Excerpted passage:

## Start

After we applied to different international mechanisms, we learned from the government’s responses that our clients’ right to communicate via phone had been restricted for six months by decisions of the prison’s Management and Supervisory Board dated 18 October 2021, 30 March 2022, 9 May 2022 and 9 June 2022, respectively. These restriction orders were not communicated to the lawyers; the procedures were carried out secretly, bypassing the lawyers. Thus, it was understood that our clients’ right to communicate via phone is subject to periodic restrictions through fabricated decisions that are issued once every six months.

Moreover, we have not received any response to the numerous letters sent to the clients at regular intervals throughout the year. It is not known whether these letters were delivered to their addressees at all. In turn, we have also not received any letters, telegrams or faxes written by our clients in 2022.

In addition, the de facto and unlawful bans on family and lawyer visits that have been in place for many years have been maintained systematically and without cease so that not a single family or lawyer visit could take place in 2022. In this respect, 2022 was marked by the absolute impossibility of establishing any contact with our clients in İmralı Island Prison.

NEW APPLICATIONS AND UNLAWFUL RESTRICTION ORDERS

Article 59 of Law No. 5275 stipulates that detainees and convicts have the right to see their lawyers during working hours, i.e. five days a week. Article 25 of the same law states that convicts subject to the aggravated life imprisonment regime can be visited by their families every 15 days.

In line with these regulations, as in the past, the family members and lawyers regularly submitted written applications to the Bursa Chief Public Prosecutor’s Office, which is in charge of İmralı Island Prison, throughout 2022, requesting permission to visit Mr. Öcalan and the other clients. The same applications were also made to the İmralı Prison Administration through the prosecutor’s office. The total of 49 applications for family visits made to both authorities in 2022 were not responded to in any way. As a result, not a single face-to-face contact between our clients and their family members could take place. This also includes those applications that were filed on the occasion of public holidays. Similarly, the total of 98 applications for lawyer visits made to both authorities throughout the year were left unanswered, with the result that not a single contact between our clients and their lawyers could take place. In addition, all of the 49 applications made every week by Mr. Öcalan’s guardian to the Bursa Chief Public Prosecutor’s Office and the İmrali Prison Administration to obtain permission for a visit to the prison were also left unanswered.

## End

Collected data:
## Start

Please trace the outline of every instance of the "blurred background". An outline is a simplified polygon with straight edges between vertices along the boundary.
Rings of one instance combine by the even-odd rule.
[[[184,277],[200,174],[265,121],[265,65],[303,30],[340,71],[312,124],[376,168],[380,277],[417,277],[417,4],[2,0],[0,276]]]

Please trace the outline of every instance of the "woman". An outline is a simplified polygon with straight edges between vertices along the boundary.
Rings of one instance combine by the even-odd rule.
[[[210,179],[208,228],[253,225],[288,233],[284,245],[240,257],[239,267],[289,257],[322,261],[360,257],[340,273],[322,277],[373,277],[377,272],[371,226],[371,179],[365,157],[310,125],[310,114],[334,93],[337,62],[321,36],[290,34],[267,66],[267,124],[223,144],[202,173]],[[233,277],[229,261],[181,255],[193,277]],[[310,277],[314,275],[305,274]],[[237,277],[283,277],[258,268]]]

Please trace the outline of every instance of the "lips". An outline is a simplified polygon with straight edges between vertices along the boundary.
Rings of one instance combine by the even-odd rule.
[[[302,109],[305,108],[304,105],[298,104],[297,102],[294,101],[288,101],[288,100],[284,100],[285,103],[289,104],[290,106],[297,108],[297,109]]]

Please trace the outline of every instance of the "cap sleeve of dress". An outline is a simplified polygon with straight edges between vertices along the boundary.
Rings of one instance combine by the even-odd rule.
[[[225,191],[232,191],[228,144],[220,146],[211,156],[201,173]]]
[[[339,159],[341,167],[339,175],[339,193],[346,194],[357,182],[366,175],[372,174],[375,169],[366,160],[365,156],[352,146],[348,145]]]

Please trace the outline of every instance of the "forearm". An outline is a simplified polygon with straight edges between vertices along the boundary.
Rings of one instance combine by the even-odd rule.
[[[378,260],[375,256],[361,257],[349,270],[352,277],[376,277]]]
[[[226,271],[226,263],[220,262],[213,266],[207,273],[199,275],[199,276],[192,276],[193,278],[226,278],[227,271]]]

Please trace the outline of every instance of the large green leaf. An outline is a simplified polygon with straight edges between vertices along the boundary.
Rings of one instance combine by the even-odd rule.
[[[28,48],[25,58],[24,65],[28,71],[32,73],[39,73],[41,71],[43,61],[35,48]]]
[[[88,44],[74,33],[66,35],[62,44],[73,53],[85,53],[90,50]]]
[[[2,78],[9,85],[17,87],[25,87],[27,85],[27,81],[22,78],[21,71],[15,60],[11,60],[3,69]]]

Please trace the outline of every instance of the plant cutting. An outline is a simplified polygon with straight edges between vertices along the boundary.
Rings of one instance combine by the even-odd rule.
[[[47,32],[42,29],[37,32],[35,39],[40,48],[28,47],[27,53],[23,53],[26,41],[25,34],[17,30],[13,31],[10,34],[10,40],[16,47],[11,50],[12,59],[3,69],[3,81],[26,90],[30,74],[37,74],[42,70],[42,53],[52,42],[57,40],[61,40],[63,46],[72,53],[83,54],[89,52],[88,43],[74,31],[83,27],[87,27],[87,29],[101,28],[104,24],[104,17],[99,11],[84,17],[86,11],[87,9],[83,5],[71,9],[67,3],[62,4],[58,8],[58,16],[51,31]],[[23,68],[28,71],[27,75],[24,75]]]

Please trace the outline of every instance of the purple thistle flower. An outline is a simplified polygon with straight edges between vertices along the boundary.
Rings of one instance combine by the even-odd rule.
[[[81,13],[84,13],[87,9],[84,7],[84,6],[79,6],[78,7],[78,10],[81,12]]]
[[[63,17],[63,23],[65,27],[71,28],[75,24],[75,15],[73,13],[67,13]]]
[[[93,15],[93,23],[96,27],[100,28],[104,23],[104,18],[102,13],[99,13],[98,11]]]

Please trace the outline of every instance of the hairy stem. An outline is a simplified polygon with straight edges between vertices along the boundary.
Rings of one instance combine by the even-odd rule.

## End

Exercises:
[1] In the report on İmralı Island Prison, rewrite the section from "After we applied" up to and including "every six months.", replacing "six months" with "three months".
[2] List the dates of the Management and Supervisory Board decisions named in the report on İmralı Island Prison.

Per-task answers:
[1]
After we applied to different international mechanisms, we learned from the government’s responses that our clients’ right to communicate via phone had been restricted for three months by decisions of the prison’s Management and Supervisory Board dated 18 October 2021, 30 March 2022, 9 May 2022 and 9 June 2022, respectively. These restriction orders were not communicated to the lawyers; the procedures were carried out secretly, bypassing the lawyers. Thus, it was understood that our clients’ right to communicate via phone is subject to periodic restrictions through fabricated decisions that are issued once every three months.

[2]
18 October 2021
30 March 2022
9 May 2022
9 June 2022